Parlami d'amore (English: Speak to me of love) is a 2008 Italo-Spanish film directed by Silvio Muccino. The film is based on Muccino's novel of the same name that he co-wrote with Carla Vangelista. The film was nominated for 8 David di Donatello awards. The film was released in Italy on 14 February 2008.

Plot
Distracted by taking her antidepressants, Nicole (Sanchez-Gijon) causes an accident with Sasha (Muccino), who's just left a communal home for the families of drug addicts. Despite the circumstances of their meeting, the pair become friends and Sasha seeks Nicole's help in pursuing his love interest, Bendetta (Crescentini). Despite her beauty, Bendetta is the spoiled daughter of Sasha's patron, Riccardo (Colangeli)

Segmentation dataset excerpts
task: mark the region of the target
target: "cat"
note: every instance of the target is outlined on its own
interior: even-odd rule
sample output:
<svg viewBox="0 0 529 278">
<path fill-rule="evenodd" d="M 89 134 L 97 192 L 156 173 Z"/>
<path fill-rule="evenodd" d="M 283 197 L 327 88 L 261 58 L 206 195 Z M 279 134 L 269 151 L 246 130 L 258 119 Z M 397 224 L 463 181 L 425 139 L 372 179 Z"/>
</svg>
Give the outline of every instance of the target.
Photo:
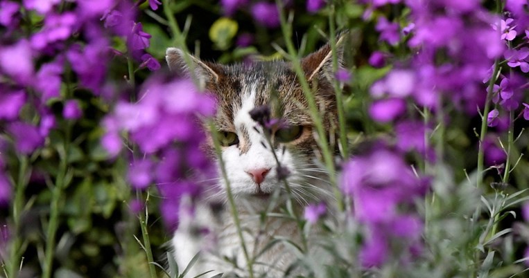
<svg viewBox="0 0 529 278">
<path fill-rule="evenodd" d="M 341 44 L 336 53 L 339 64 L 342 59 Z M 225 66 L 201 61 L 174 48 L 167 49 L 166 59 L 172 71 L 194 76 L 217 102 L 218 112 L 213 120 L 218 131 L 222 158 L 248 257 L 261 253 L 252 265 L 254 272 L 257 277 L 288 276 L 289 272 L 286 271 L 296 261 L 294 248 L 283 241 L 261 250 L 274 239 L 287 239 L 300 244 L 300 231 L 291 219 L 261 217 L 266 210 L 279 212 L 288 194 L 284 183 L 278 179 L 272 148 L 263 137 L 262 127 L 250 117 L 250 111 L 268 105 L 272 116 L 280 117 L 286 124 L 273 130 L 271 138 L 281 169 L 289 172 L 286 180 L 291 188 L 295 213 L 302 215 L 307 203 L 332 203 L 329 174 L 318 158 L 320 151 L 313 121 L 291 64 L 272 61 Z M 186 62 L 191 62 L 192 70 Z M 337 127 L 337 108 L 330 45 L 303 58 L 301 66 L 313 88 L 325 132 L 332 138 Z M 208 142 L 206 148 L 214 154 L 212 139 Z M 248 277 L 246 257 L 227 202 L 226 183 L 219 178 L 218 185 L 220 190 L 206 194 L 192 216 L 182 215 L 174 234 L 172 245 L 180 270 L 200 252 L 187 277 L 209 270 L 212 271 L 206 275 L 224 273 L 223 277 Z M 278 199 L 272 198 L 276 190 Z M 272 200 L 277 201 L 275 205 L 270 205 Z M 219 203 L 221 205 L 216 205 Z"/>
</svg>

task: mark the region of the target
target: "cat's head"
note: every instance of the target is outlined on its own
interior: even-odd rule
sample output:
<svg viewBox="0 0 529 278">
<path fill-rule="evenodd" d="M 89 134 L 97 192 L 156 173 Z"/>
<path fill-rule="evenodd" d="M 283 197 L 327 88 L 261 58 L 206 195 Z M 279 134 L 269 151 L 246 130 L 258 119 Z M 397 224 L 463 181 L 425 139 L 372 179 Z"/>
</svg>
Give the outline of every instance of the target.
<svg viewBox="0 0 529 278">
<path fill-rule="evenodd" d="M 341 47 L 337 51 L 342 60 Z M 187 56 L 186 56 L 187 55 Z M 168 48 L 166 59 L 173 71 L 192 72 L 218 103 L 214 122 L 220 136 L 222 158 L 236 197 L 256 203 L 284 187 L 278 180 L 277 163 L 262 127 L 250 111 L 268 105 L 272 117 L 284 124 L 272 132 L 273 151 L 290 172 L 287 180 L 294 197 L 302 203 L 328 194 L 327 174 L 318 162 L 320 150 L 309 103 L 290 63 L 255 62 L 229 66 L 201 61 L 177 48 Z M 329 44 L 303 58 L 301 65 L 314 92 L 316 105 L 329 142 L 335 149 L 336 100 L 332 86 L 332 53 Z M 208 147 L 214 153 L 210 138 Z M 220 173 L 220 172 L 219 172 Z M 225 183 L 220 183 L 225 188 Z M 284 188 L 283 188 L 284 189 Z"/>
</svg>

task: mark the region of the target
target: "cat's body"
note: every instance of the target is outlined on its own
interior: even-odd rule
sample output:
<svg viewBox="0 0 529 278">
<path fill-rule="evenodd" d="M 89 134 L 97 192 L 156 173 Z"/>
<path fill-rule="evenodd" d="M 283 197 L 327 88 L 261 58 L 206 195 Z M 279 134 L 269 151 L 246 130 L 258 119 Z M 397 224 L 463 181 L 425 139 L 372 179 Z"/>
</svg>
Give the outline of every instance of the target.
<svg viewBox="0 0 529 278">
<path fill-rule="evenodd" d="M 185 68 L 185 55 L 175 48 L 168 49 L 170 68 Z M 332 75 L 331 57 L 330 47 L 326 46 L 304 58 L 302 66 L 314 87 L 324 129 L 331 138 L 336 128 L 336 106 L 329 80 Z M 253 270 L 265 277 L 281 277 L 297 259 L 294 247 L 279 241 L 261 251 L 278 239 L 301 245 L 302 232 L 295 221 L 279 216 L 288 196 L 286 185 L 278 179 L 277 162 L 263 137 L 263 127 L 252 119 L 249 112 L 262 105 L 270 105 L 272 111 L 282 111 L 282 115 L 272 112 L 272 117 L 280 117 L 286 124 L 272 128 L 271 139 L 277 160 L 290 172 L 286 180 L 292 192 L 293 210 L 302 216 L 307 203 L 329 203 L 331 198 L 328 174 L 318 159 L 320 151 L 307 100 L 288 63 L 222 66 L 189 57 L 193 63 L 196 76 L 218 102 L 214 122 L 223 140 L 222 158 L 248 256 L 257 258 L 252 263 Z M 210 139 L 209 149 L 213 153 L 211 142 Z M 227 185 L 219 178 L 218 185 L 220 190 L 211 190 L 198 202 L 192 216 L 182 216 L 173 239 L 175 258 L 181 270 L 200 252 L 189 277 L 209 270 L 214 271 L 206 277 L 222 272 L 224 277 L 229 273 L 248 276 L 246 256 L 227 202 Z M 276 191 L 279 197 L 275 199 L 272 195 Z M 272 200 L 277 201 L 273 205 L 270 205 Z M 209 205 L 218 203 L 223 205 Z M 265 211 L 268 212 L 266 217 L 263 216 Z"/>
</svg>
...
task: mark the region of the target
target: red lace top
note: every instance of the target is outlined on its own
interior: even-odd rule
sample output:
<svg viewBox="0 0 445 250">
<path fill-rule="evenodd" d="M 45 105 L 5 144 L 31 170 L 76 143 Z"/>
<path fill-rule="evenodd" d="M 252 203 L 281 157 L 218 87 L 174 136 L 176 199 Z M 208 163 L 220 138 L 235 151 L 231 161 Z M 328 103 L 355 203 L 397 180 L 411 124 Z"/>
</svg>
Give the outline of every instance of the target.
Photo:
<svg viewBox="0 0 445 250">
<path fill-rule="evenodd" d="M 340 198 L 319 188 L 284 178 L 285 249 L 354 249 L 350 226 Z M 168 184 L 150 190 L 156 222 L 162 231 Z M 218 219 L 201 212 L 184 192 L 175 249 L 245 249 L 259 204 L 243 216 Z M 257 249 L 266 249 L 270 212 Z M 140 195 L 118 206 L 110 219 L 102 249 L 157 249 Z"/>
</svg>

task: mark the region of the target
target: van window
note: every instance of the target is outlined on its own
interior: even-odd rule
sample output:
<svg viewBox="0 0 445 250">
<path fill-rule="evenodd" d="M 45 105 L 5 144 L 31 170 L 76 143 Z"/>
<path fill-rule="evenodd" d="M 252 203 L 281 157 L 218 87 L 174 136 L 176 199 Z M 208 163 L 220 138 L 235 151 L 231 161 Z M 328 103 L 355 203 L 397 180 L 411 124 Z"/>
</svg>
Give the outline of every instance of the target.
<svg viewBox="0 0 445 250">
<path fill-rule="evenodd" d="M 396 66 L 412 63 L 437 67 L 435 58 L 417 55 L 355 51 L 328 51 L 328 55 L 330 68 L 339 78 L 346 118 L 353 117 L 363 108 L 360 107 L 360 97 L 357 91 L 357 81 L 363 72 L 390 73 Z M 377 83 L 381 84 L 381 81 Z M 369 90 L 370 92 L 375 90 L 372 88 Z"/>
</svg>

# Jobs
- A) According to the film article, on what date was Parlami d'amore released in Italy?
- B) Carry the film article forward from the point where it stops.
The items have no part in any of this work.

# Results of the tasks
- A) 14 February 2008.

- B)
She appears to spend much of her time abusing alcohol, surrounded by like-minded rich youth that also delve into cocaine.

Sasha is then approached by a former acquaintance, former addict, Fabrizio (Mazzotta) who is looking for money to participate in an upcoming poker game. Sasha decides to get involved in the game himself. He scores big and adapts to the gambler's lifestyle, gaining respect from Bendetta's spoiled friends. Meanwhile Nicole's life continues to unravel, racked by feelings of guilt over the death of her former lover ten years earlier. She even visit's the forgiving mother (Chaplin) of her former lover. She also looks for escape from her passionless marriage and looks towards Sasha.

Cast
Silvio Muccino as Sasha
Aitana Sánchez-Gijón as Nicole
Carolina Crescentini as Benedetta
Geraldine Chaplin as Amelie
Giorgio Colangeli as Riccardo
Niccolò Senni as Giacomo
Flavio Parenti as Tancredi
Max Mazzotta as Fabrizio
Andrea Renzi as Lorenzo
Giorgio Sgobbi as Architetto

Reception
The film debuted at no. 1 on the Italian box office. It had grossed over $11. 5 million by the end of March 2008.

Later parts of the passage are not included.